**Short problem:**
Gather every line below that contains the string "array" and copy each one in full. Matches must have the same case.

+++ Record list +++

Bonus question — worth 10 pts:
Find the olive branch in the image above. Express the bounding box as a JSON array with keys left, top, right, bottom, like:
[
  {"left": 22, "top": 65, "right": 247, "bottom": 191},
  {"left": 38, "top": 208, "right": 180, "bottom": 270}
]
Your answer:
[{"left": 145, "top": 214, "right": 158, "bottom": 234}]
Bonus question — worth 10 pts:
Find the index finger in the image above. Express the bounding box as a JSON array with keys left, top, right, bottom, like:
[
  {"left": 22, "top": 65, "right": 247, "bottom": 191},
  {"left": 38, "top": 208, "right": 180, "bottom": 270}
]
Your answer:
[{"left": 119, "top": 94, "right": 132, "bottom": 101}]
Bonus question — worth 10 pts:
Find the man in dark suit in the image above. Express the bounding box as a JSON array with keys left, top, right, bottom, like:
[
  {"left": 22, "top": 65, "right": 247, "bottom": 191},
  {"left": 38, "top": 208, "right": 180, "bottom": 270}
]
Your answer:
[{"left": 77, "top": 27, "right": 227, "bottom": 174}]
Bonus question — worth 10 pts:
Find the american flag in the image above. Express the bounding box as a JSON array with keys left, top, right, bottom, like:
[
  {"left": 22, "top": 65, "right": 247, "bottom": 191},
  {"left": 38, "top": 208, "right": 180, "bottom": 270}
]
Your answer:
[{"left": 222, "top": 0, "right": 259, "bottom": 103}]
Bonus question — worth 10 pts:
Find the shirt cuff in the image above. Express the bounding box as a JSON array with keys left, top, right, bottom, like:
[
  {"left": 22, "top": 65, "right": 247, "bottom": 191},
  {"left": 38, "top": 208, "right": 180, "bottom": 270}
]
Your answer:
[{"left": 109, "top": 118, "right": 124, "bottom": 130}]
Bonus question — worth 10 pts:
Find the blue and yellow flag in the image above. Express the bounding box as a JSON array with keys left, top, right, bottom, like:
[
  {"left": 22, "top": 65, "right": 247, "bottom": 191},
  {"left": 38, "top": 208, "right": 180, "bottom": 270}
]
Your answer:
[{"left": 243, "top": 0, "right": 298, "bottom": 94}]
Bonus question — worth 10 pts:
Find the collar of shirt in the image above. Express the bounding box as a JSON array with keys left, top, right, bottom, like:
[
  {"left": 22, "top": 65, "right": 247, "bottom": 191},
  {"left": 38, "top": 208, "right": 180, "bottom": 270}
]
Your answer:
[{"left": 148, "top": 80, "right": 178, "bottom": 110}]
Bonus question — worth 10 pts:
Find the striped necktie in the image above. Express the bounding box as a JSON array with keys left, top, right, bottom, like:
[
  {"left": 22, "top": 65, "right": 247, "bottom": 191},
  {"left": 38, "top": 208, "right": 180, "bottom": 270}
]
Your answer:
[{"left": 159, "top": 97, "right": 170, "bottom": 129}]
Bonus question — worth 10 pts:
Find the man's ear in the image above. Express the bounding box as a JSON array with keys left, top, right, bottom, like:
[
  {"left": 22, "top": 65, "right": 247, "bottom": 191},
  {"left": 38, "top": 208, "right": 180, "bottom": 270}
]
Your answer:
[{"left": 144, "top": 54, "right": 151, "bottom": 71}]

+++

**Exercise result:**
Find the olive branch in the image above. Express the bounding box as a JSON array with keys left, top, right, bottom, like:
Find the index finger in the image above. Express the bounding box as a JSON array with keys left, top, right, bottom, like:
Find the man in dark suit in the image above. Express the bounding box as a JSON array with keys left, top, right, bottom, like:
Find the american flag in the image above. Express the bounding box as a JSON array with keys left, top, right, bottom, like:
Find the shirt cuff in the image above. Express the bounding box as a JSON array with keys left, top, right, bottom, like:
Find the blue and yellow flag in the image above. Express the bounding box as a JSON array with keys left, top, right, bottom, like:
Find the collar of shirt in the image above. Express the bounding box as a JSON array with keys left, top, right, bottom, like:
Find the striped necktie in the image above. Express the bounding box as a JSON array with keys left, top, right, bottom, like:
Find the man's ear in the image above. Express the bounding box as a JSON array with keys left, top, right, bottom, like:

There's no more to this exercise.